━━ ENTRIES SUPPLIED

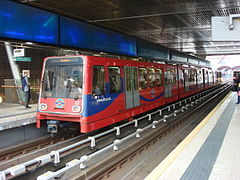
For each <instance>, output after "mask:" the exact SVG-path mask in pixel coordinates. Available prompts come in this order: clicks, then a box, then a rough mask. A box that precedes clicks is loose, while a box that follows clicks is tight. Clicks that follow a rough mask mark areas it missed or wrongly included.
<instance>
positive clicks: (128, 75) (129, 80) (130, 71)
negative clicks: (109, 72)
mask: <svg viewBox="0 0 240 180" xmlns="http://www.w3.org/2000/svg"><path fill="white" fill-rule="evenodd" d="M130 70H131V69H130V68H129V67H126V69H125V78H126V89H127V91H131V71H130Z"/></svg>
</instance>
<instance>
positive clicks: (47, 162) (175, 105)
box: [0, 84, 232, 180]
mask: <svg viewBox="0 0 240 180" xmlns="http://www.w3.org/2000/svg"><path fill="white" fill-rule="evenodd" d="M230 86H232V85H231V84H225V85H224V86H222V87H220V86H218V88H217V89H216V90H214V91H212V92H210V91H211V90H212V89H208V90H206V91H204V92H201V93H199V94H196V95H193V96H191V97H188V98H186V99H183V100H181V101H178V102H176V103H174V104H171V105H169V106H166V107H164V108H162V109H160V110H157V111H154V112H152V113H149V114H146V115H144V116H142V117H140V118H137V119H135V120H133V121H130V122H128V123H125V124H123V125H120V126H117V127H114V128H113V129H110V130H108V131H105V132H103V133H100V134H97V135H95V136H92V137H88V138H87V139H85V140H83V141H80V142H78V143H75V144H72V145H69V146H67V147H64V148H62V149H59V150H56V151H52V152H51V153H49V154H46V155H43V156H40V157H37V158H35V159H33V160H31V161H28V162H25V163H22V164H19V165H16V166H13V167H10V168H8V169H6V170H4V171H1V172H0V180H6V179H8V178H13V177H17V176H19V175H21V174H24V173H27V172H28V167H32V166H34V165H35V166H36V167H35V169H36V168H38V167H41V166H44V165H45V164H47V163H53V164H54V165H57V164H58V163H60V160H61V155H62V154H64V153H66V152H67V151H69V150H71V149H75V148H77V147H78V146H80V145H83V144H86V143H90V147H91V148H94V147H95V146H96V143H95V141H96V139H97V138H100V137H102V136H104V135H106V134H109V133H113V132H116V136H119V135H120V134H121V128H124V127H126V126H129V125H134V127H135V128H137V127H138V125H139V121H141V120H143V119H144V118H148V120H149V121H151V120H152V115H154V114H159V115H163V113H162V112H163V111H164V110H167V111H168V112H170V111H171V110H173V113H170V114H168V115H164V116H163V117H162V118H160V119H158V120H157V121H156V120H155V121H153V122H152V123H151V124H149V125H147V126H146V127H144V128H138V129H137V130H136V131H135V132H134V133H132V134H131V135H128V136H126V137H124V138H122V139H117V140H115V141H114V142H113V143H112V144H110V145H108V146H106V147H104V148H102V149H100V150H98V151H96V152H94V153H92V154H90V155H84V156H82V157H81V158H80V159H74V160H72V161H70V162H68V163H67V164H66V166H65V167H64V168H62V169H60V170H58V171H56V172H52V171H48V172H47V173H45V174H43V175H41V176H39V177H38V178H37V179H38V180H43V179H44V180H47V179H54V178H58V177H60V176H61V175H62V174H63V173H65V172H66V171H68V170H69V169H71V168H73V167H76V166H79V167H80V169H84V168H85V167H86V164H87V162H88V160H89V159H91V158H94V157H95V156H97V155H98V154H100V153H102V152H104V151H106V150H109V149H111V148H112V149H113V150H114V151H117V150H118V149H119V146H120V144H121V143H122V142H124V141H127V140H128V139H130V138H133V137H136V138H139V137H141V134H142V132H143V131H145V130H148V129H150V128H152V129H155V128H156V125H157V124H159V123H161V122H163V123H166V122H167V121H168V119H169V118H170V117H172V116H176V115H177V113H179V112H184V111H185V110H187V109H188V108H189V107H191V106H194V104H197V103H199V102H201V101H203V100H206V101H205V102H204V103H203V104H206V103H207V102H208V101H209V100H211V99H213V98H215V97H216V96H217V95H218V94H219V93H222V92H223V91H225V90H226V89H228V88H229V87H230ZM217 92H218V93H217ZM216 93H217V94H216ZM209 97H210V98H209ZM183 104H184V105H183ZM203 104H202V105H201V106H203ZM178 106H179V107H181V106H182V107H181V108H179V109H176V107H178ZM198 108H199V107H198Z"/></svg>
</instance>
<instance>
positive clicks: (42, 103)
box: [39, 103, 47, 111]
mask: <svg viewBox="0 0 240 180" xmlns="http://www.w3.org/2000/svg"><path fill="white" fill-rule="evenodd" d="M39 109H40V110H41V111H45V110H46V109H47V104H45V103H41V104H40V105H39Z"/></svg>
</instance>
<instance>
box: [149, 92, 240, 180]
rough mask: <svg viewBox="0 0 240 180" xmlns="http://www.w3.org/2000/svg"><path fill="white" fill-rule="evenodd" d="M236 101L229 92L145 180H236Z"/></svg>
mask: <svg viewBox="0 0 240 180" xmlns="http://www.w3.org/2000/svg"><path fill="white" fill-rule="evenodd" d="M236 100H237V96H236V92H232V93H231V94H230V95H229V96H228V97H227V98H225V100H224V101H222V103H221V104H219V105H218V106H216V108H215V109H214V110H213V111H212V112H211V113H210V114H209V115H208V117H206V118H205V119H204V121H203V122H202V123H201V124H200V125H199V126H198V127H196V128H195V129H194V131H193V132H192V133H191V134H190V135H189V136H188V137H187V138H186V139H185V140H183V142H182V143H180V144H179V146H178V147H177V148H176V149H175V150H174V151H173V152H172V153H171V154H170V155H169V156H168V157H167V158H166V159H165V160H164V161H162V162H161V163H160V164H159V165H158V166H157V167H156V168H155V169H154V170H153V171H152V172H151V173H150V174H149V176H148V177H146V179H149V180H150V179H152V180H155V179H161V180H177V179H181V180H192V179H194V180H205V179H206V180H207V179H209V180H215V179H220V180H225V179H226V180H229V179H231V180H234V179H239V178H240V171H239V169H240V156H239V152H240V105H236V104H235V102H236Z"/></svg>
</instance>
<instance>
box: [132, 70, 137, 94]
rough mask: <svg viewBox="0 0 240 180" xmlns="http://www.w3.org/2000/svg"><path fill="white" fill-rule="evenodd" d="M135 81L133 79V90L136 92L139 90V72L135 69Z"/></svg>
mask: <svg viewBox="0 0 240 180" xmlns="http://www.w3.org/2000/svg"><path fill="white" fill-rule="evenodd" d="M133 74H134V77H133V78H134V79H133V86H134V87H133V88H134V90H138V71H137V68H134V69H133Z"/></svg>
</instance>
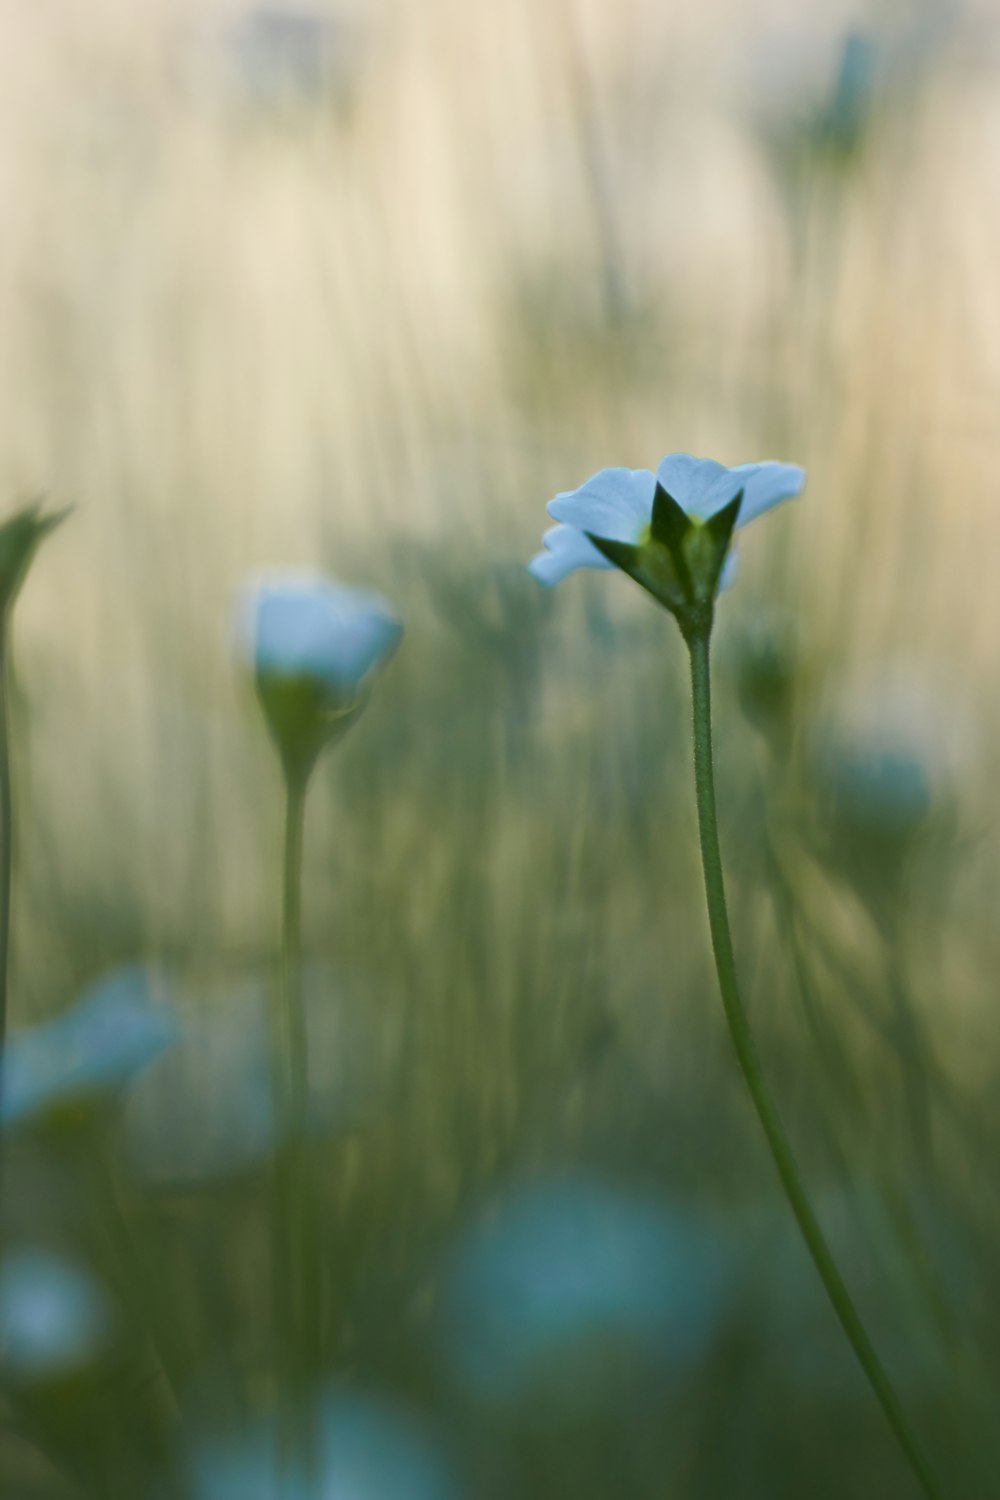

━━━━

TASK BRIEF> Give the entries again exactly. Pictures stay out.

TASK OUTPUT>
For each <instance>, output after "mask:" the exact SVG-path mask in pixel coordinates. Available prompts come in this order: clicks, then a box, then a rough mask. A box that precedes clicks is loose, while a box that follows clicks is tight. Clicks that follow a rough mask mark areas it missed or wrongly included.
<instance>
positive clicks: (128, 75) (129, 80) (130, 71)
negative clicks: (109, 72)
mask: <svg viewBox="0 0 240 180" xmlns="http://www.w3.org/2000/svg"><path fill="white" fill-rule="evenodd" d="M130 70H131V69H130V68H129V67H126V69H125V78H126V89H127V91H131V71H130Z"/></svg>
</instance>
<instance>
positive clicks: (47, 162) (175, 105)
box: [0, 84, 232, 180]
mask: <svg viewBox="0 0 240 180" xmlns="http://www.w3.org/2000/svg"><path fill="white" fill-rule="evenodd" d="M230 86H232V85H231V84H225V85H224V86H222V87H220V86H218V88H217V89H216V90H214V91H212V92H210V91H211V90H212V89H208V90H206V91H204V92H201V93H199V94H196V95H193V96H191V97H188V98H186V99H183V100H181V101H178V102H176V103H174V104H171V105H169V106H166V107H164V108H162V109H160V110H157V111H154V112H152V113H149V114H146V115H144V116H142V117H140V118H137V119H135V120H133V121H130V122H128V123H125V124H123V125H120V126H117V127H114V128H113V129H110V130H108V131H105V132H103V133H100V134H97V135H95V136H92V137H88V138H87V139H85V140H83V141H80V142H78V143H75V144H72V145H69V146H67V147H64V148H62V149H59V150H56V151H52V152H51V153H49V154H46V155H43V156H40V157H37V158H35V159H33V160H31V161H28V162H25V163H22V164H19V165H16V166H13V167H10V168H8V169H6V170H4V171H1V172H0V180H6V179H8V178H13V177H17V176H19V175H21V174H24V173H27V172H28V167H32V166H34V165H35V166H36V167H35V169H36V168H38V167H41V166H44V165H45V164H47V163H53V164H54V165H57V164H58V163H60V160H61V155H62V154H64V153H66V152H67V151H69V150H71V149H75V148H77V147H78V146H80V145H83V144H86V143H90V147H91V148H94V147H95V146H96V143H95V141H96V139H97V138H100V137H102V136H104V135H106V134H109V133H113V132H116V136H119V135H120V134H121V128H124V127H126V126H129V125H134V127H135V128H137V127H138V125H139V121H141V120H143V119H144V118H148V120H149V121H151V120H152V115H154V114H159V115H163V113H162V112H163V111H164V110H167V111H168V112H170V111H171V110H173V113H170V114H168V115H164V116H163V117H162V118H160V119H158V120H157V121H156V120H155V121H153V122H152V123H151V124H149V125H147V126H146V127H144V128H138V129H137V130H136V131H135V132H134V133H132V134H131V135H128V136H126V137H124V138H122V139H117V140H115V141H114V142H113V143H112V144H110V145H108V146H106V147H104V148H102V149H100V150H98V151H96V152H94V153H92V154H90V155H84V156H82V157H81V158H80V159H74V160H72V161H70V162H68V163H67V164H66V166H65V167H64V168H62V169H60V170H58V171H56V172H52V171H48V172H47V173H45V174H43V175H41V176H39V177H38V178H37V179H38V180H43V179H44V180H47V179H54V178H58V177H60V176H61V175H62V174H63V173H65V172H66V171H68V170H69V169H71V168H73V167H76V166H79V167H80V169H84V168H85V167H86V164H87V162H88V160H89V159H91V158H94V157H95V156H97V155H98V154H100V153H102V152H104V151H106V150H109V149H111V148H112V149H113V150H114V151H117V150H118V149H119V146H120V144H121V143H122V142H124V141H127V140H128V139H130V138H133V137H136V138H139V137H141V134H142V132H143V131H145V130H148V129H150V128H152V129H155V128H156V125H157V124H159V123H161V122H163V123H166V122H167V121H168V119H169V118H170V117H172V116H176V115H177V113H179V112H184V111H185V110H187V109H188V108H189V107H191V106H194V104H197V103H199V102H201V101H203V100H206V101H205V102H204V103H203V104H206V103H207V102H208V101H209V100H211V99H213V98H215V97H216V96H217V95H218V94H219V93H222V92H223V91H225V90H226V89H228V88H229V87H230ZM217 92H218V93H217ZM216 93H217V94H216ZM209 97H210V98H209ZM183 104H184V105H183ZM203 104H202V105H201V106H203ZM178 106H179V107H181V106H182V107H181V108H179V109H176V107H178ZM198 108H199V107H198Z"/></svg>
</instance>
<instance>
positive clicks: (42, 103)
box: [39, 103, 47, 111]
mask: <svg viewBox="0 0 240 180" xmlns="http://www.w3.org/2000/svg"><path fill="white" fill-rule="evenodd" d="M39 109H40V110H41V111H45V110H46V109H47V104H45V103H41V104H40V105H39Z"/></svg>
</instance>
<instance>
box: [149, 92, 240, 180]
rough mask: <svg viewBox="0 0 240 180" xmlns="http://www.w3.org/2000/svg"><path fill="white" fill-rule="evenodd" d="M236 101L229 92L145 180H236Z"/></svg>
mask: <svg viewBox="0 0 240 180" xmlns="http://www.w3.org/2000/svg"><path fill="white" fill-rule="evenodd" d="M236 100H237V96H236V92H232V93H231V94H230V95H229V96H228V97H227V98H225V100H224V101H222V103H221V104H219V105H218V106H216V108H215V109H214V110H213V111H212V112H211V113H210V114H209V115H208V117H206V118H205V119H204V121H203V122H202V123H201V124H200V125H199V126H198V127H196V128H195V129H194V131H193V132H192V133H191V134H190V135H189V136H188V137H187V138H186V139H185V140H183V142H182V143H180V144H179V146H178V147H177V148H176V149H175V150H174V151H173V152H172V153H171V154H170V155H169V156H168V157H167V158H166V159H165V160H164V161H162V162H161V163H160V164H159V165H158V166H157V167H156V168H155V169H154V170H153V171H152V172H151V173H150V174H149V176H148V177H146V179H149V180H150V179H152V180H155V179H161V180H177V179H181V180H192V179H194V180H205V179H206V180H207V179H209V180H215V179H220V180H225V179H226V180H229V179H231V180H234V179H239V178H240V171H239V169H240V156H239V152H240V105H236V104H235V102H236Z"/></svg>
</instance>
<instance>
box: [132, 70, 137, 94]
rough mask: <svg viewBox="0 0 240 180" xmlns="http://www.w3.org/2000/svg"><path fill="white" fill-rule="evenodd" d="M135 81L133 79V90L136 92L139 90V72L135 69Z"/></svg>
mask: <svg viewBox="0 0 240 180" xmlns="http://www.w3.org/2000/svg"><path fill="white" fill-rule="evenodd" d="M133 74H134V77H133V78H134V79H133V86H134V87H133V88H134V90H138V71H137V68H134V69H133Z"/></svg>
</instance>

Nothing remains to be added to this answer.